• Texte de lecture
----
La crise des migrants à Calais

En route vers le Royaume-Uni

Enquête de terrain auprès des migrants vietnamiens 

(Recherche-action avec France Terre d’Asile et l’IRASEC)

L’objectif de cette étude est de mieux comprendre les problématiques liées à la migration vietnamienne à destination du Royaume-Uni. En septembre 2009, les migrants vietnamiens ont fait une apparition très discrète dans le paysage médiatique français, au moment du démantèlement de leur camp à Angres, située à 100 km du littoral. On découvrait qu’ils voulaient rejoindre le Royaume-Uni, considéré comme un eldorado. De l’autre côté de la Manche, les autorités britanniques s’inquiètent de voir un nombre croissant de ces migrants clandestins, et en particulier des mineurs, être exploités dans des « usines » à cannabis. Ces dernières années, les Vietnamiens font partie des trois premières nationalités orientées vers le NRM (National Referral Mechanism), un système mis en place par le gouvernement britannique pour identifier les victimes de traite et d’esclavage moderne. Leur nombre a triplé entre 2012 et 2015 (135 à 478). En 2015, les Vietnamiens arrivaient en deuxième position après les Albanais. Alerté par ce problème, France terre d’asile a décidé de commander une enquête sociologique sur ce groupe de migrants vietnamiens en transit dans le littoral de la Manche afin d’améliorer leur prise en charge.
----
• Consigne
Relevez chaque année citée dans le texte sur la migration vietnamienne vers le Royaume-Uni, sans doublon et par ordre chronologique.

• Données
----
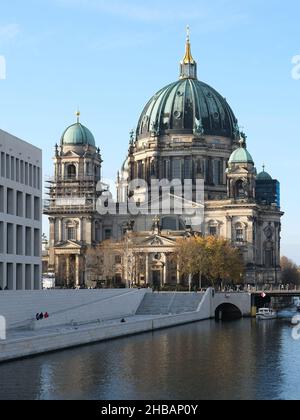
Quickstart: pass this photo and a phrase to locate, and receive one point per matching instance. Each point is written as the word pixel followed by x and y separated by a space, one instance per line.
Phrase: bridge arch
----
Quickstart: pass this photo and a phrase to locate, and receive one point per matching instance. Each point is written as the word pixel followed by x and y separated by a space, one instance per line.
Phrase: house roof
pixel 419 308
----
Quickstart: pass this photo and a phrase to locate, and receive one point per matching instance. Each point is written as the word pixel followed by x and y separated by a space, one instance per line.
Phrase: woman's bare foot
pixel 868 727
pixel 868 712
----
• Résultat final
2009, 2012, 2015